What you will do> Copy out each of the entries below word for word, changing nothing.

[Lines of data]
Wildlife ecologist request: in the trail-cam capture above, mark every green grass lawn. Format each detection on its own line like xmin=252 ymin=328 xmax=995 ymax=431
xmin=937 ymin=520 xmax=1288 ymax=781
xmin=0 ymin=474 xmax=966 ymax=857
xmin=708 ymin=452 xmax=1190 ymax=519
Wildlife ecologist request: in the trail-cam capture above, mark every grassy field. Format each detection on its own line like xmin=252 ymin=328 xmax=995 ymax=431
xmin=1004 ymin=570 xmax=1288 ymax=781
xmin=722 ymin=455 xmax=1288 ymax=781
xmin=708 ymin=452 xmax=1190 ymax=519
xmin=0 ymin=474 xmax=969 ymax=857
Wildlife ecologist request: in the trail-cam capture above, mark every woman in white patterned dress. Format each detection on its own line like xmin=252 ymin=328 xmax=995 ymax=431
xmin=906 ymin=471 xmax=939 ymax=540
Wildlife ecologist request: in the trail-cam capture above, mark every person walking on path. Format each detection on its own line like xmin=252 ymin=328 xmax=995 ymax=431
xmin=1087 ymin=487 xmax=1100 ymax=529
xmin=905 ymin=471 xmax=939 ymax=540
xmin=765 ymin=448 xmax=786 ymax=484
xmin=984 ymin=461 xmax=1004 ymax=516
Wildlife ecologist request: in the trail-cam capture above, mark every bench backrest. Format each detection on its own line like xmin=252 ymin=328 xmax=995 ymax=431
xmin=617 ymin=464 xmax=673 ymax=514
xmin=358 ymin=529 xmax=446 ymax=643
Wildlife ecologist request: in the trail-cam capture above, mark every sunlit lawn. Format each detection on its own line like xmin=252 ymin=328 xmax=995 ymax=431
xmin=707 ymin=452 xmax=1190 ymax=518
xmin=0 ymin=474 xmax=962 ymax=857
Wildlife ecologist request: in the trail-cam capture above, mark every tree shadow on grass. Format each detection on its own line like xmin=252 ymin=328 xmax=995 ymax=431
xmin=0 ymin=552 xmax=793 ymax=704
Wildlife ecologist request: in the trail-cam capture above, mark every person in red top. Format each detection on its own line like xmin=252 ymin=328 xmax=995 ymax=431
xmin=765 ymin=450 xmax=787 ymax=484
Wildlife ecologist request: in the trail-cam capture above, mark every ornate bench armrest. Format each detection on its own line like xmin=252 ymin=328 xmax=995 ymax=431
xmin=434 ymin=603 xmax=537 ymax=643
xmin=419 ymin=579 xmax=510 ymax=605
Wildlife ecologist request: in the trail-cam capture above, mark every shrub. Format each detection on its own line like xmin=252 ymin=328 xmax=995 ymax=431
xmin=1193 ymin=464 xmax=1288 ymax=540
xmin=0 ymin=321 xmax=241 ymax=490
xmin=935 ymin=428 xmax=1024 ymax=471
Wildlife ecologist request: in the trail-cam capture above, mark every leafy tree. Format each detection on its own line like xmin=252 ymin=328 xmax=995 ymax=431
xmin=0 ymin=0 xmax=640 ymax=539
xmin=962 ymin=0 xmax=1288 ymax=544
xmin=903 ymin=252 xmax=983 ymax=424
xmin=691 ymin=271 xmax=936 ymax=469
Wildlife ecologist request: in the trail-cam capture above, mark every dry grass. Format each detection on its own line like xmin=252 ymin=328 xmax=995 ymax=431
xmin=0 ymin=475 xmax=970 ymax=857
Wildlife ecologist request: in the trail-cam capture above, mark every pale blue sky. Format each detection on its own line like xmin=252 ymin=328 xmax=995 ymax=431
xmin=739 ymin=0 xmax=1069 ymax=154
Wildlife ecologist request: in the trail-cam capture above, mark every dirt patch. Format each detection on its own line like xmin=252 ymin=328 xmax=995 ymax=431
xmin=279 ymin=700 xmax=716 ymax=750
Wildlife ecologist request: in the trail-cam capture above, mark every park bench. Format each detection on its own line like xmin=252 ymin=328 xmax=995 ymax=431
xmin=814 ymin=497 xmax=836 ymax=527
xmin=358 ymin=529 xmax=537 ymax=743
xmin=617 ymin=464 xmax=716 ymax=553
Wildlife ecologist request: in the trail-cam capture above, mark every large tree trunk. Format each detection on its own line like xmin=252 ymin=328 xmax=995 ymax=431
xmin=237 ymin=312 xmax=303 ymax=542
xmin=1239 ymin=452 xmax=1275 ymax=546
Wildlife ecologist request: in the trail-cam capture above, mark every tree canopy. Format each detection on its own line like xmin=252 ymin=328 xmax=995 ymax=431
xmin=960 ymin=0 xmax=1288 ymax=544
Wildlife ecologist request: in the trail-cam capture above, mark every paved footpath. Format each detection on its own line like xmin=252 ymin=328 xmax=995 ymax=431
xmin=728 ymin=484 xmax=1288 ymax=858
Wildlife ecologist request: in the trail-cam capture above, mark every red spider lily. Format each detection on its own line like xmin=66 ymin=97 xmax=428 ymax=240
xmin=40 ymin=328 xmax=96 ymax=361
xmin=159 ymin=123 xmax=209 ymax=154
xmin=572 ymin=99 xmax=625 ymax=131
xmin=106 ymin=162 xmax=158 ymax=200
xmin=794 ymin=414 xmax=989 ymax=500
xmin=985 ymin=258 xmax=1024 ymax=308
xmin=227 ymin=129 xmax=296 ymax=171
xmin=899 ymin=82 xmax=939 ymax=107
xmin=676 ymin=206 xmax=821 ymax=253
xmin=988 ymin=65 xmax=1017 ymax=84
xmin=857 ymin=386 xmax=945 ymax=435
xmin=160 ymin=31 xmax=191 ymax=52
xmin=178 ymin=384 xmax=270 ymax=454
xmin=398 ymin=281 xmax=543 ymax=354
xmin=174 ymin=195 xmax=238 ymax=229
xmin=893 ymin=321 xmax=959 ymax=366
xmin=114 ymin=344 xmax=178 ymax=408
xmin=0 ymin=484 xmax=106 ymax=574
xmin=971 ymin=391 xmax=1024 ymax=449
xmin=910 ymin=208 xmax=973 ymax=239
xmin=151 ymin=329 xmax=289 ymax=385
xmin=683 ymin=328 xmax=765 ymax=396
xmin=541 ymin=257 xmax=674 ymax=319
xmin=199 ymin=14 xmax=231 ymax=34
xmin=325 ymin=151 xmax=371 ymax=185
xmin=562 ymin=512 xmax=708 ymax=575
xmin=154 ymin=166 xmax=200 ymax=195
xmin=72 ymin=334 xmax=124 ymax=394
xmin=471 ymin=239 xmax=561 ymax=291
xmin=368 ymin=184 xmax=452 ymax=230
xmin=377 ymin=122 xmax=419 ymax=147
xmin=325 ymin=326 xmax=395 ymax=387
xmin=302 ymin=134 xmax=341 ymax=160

Full answer>
Wildlife ecologist request: in the trail-cam capture above, mark every green grass lawn. Format each detection on its own line like xmin=252 ymin=328 xmax=995 ymax=431
xmin=937 ymin=520 xmax=1288 ymax=781
xmin=0 ymin=474 xmax=966 ymax=857
xmin=708 ymin=452 xmax=1190 ymax=519
Wildlife ecologist request: in the trail-cam capture above, mark every grassy field. Format each detection on its own line like xmin=252 ymin=328 xmax=995 ymax=431
xmin=1004 ymin=570 xmax=1288 ymax=781
xmin=722 ymin=455 xmax=1288 ymax=781
xmin=708 ymin=452 xmax=1190 ymax=519
xmin=0 ymin=474 xmax=969 ymax=857
Wildlife ecologist request: in the trail-cam capture above, mark every woman in white patterned dress. Format each detection on its own line like xmin=252 ymin=328 xmax=995 ymax=431
xmin=906 ymin=471 xmax=939 ymax=540
Wildlife ecologist request: in the trail-cam capture above, mark every person walking on path. Format each detection on its own line like xmin=252 ymin=328 xmax=995 ymax=431
xmin=1087 ymin=487 xmax=1100 ymax=529
xmin=905 ymin=471 xmax=939 ymax=540
xmin=765 ymin=448 xmax=786 ymax=484
xmin=984 ymin=461 xmax=1004 ymax=516
Wildlife ecologist request: in the trail-cam capture above, mark every bench backrest. Format each detection on its own line like xmin=252 ymin=328 xmax=995 ymax=431
xmin=617 ymin=464 xmax=673 ymax=514
xmin=358 ymin=529 xmax=446 ymax=643
Wildlife ecologist request: in the trail-cam capture above, mark every sunlit lawn. Format each detection on its own line like xmin=252 ymin=328 xmax=995 ymax=431
xmin=707 ymin=452 xmax=1190 ymax=518
xmin=0 ymin=474 xmax=962 ymax=857
Wildlife ecologist request: in the trail-cam capture above, mark every tree shadow on grass. Format each detection on its own line like xmin=252 ymin=328 xmax=995 ymax=431
xmin=0 ymin=552 xmax=793 ymax=704
Wildlife ecologist request: in the trail-cam capture above, mark every person in red top. Format each detection on its own line like xmin=252 ymin=328 xmax=995 ymax=431
xmin=765 ymin=450 xmax=787 ymax=484
Wildlife ecologist request: in the trail-cam capture above, mark every ornate bench armrest. Format each detection on its own line like xmin=252 ymin=328 xmax=995 ymax=431
xmin=434 ymin=603 xmax=537 ymax=643
xmin=419 ymin=579 xmax=510 ymax=605
Wildlife ecologist request: in the trail-cam capture above, mark every shrub. Format each detection on its own line like xmin=252 ymin=328 xmax=995 ymax=431
xmin=1193 ymin=464 xmax=1288 ymax=540
xmin=0 ymin=321 xmax=241 ymax=490
xmin=935 ymin=428 xmax=1024 ymax=471
Wildlife ecologist request: in the trail-cam capture above, mark every leafy tree. Format each detection on its own line like xmin=252 ymin=328 xmax=995 ymax=431
xmin=0 ymin=0 xmax=640 ymax=539
xmin=962 ymin=0 xmax=1288 ymax=544
xmin=903 ymin=252 xmax=983 ymax=424
xmin=691 ymin=271 xmax=936 ymax=469
Wildlife ecologist request: in the trail-cam capture above, mark every dry grass. Format each detection on its own line like xmin=252 ymin=328 xmax=995 ymax=431
xmin=0 ymin=475 xmax=970 ymax=857
Wildlife ecologist request: in the trail-cam capture above, mark every pale blue sky. Format each detection on its own line like xmin=252 ymin=328 xmax=995 ymax=431
xmin=739 ymin=0 xmax=1069 ymax=154
Wildlife ecologist request: in the trail-cam capture above, mark every dirt patch. Format each detection on its own line like xmin=252 ymin=328 xmax=995 ymax=431
xmin=279 ymin=700 xmax=716 ymax=750
Wildlife ecologist request: in the trail-cam capture above, mark every park bench. Format each detection on its own line like xmin=252 ymin=328 xmax=995 ymax=431
xmin=814 ymin=497 xmax=836 ymax=527
xmin=358 ymin=529 xmax=537 ymax=743
xmin=617 ymin=464 xmax=716 ymax=553
Wildlife ecologist request: in the trail-cam capture above, mark every large tree trunk. Format each detection on its own line like xmin=252 ymin=328 xmax=995 ymax=431
xmin=237 ymin=312 xmax=303 ymax=542
xmin=1239 ymin=452 xmax=1275 ymax=546
Wildlife ecologist request: in the trail-cam capture above, mark every tree canopy. Format each detection on its own line like xmin=252 ymin=328 xmax=995 ymax=431
xmin=960 ymin=0 xmax=1288 ymax=544
Wildlife ecologist request: in the trail-cam capture above, mark every paved footpath. Format each detection on its own line like xmin=252 ymin=328 xmax=995 ymax=431
xmin=728 ymin=484 xmax=1288 ymax=858
Wildlife ecologist request: in the trail-cam capture above, mark every red spider lily. Format each detection on its own line like xmin=66 ymin=97 xmax=428 ymax=240
xmin=40 ymin=328 xmax=96 ymax=361
xmin=159 ymin=123 xmax=209 ymax=154
xmin=572 ymin=99 xmax=625 ymax=131
xmin=106 ymin=162 xmax=158 ymax=200
xmin=794 ymin=414 xmax=989 ymax=500
xmin=985 ymin=258 xmax=1024 ymax=308
xmin=227 ymin=129 xmax=296 ymax=171
xmin=899 ymin=82 xmax=939 ymax=107
xmin=676 ymin=206 xmax=821 ymax=253
xmin=988 ymin=65 xmax=1017 ymax=84
xmin=857 ymin=386 xmax=945 ymax=435
xmin=160 ymin=31 xmax=191 ymax=52
xmin=178 ymin=384 xmax=270 ymax=454
xmin=398 ymin=281 xmax=543 ymax=354
xmin=174 ymin=195 xmax=238 ymax=229
xmin=893 ymin=321 xmax=959 ymax=366
xmin=114 ymin=344 xmax=178 ymax=408
xmin=0 ymin=484 xmax=106 ymax=574
xmin=971 ymin=391 xmax=1024 ymax=449
xmin=910 ymin=208 xmax=973 ymax=239
xmin=151 ymin=329 xmax=289 ymax=385
xmin=683 ymin=328 xmax=765 ymax=396
xmin=541 ymin=257 xmax=674 ymax=319
xmin=199 ymin=14 xmax=231 ymax=34
xmin=325 ymin=151 xmax=371 ymax=185
xmin=562 ymin=512 xmax=708 ymax=575
xmin=154 ymin=166 xmax=200 ymax=195
xmin=72 ymin=334 xmax=124 ymax=394
xmin=471 ymin=239 xmax=561 ymax=291
xmin=368 ymin=184 xmax=452 ymax=230
xmin=377 ymin=122 xmax=419 ymax=147
xmin=325 ymin=326 xmax=395 ymax=387
xmin=302 ymin=134 xmax=341 ymax=160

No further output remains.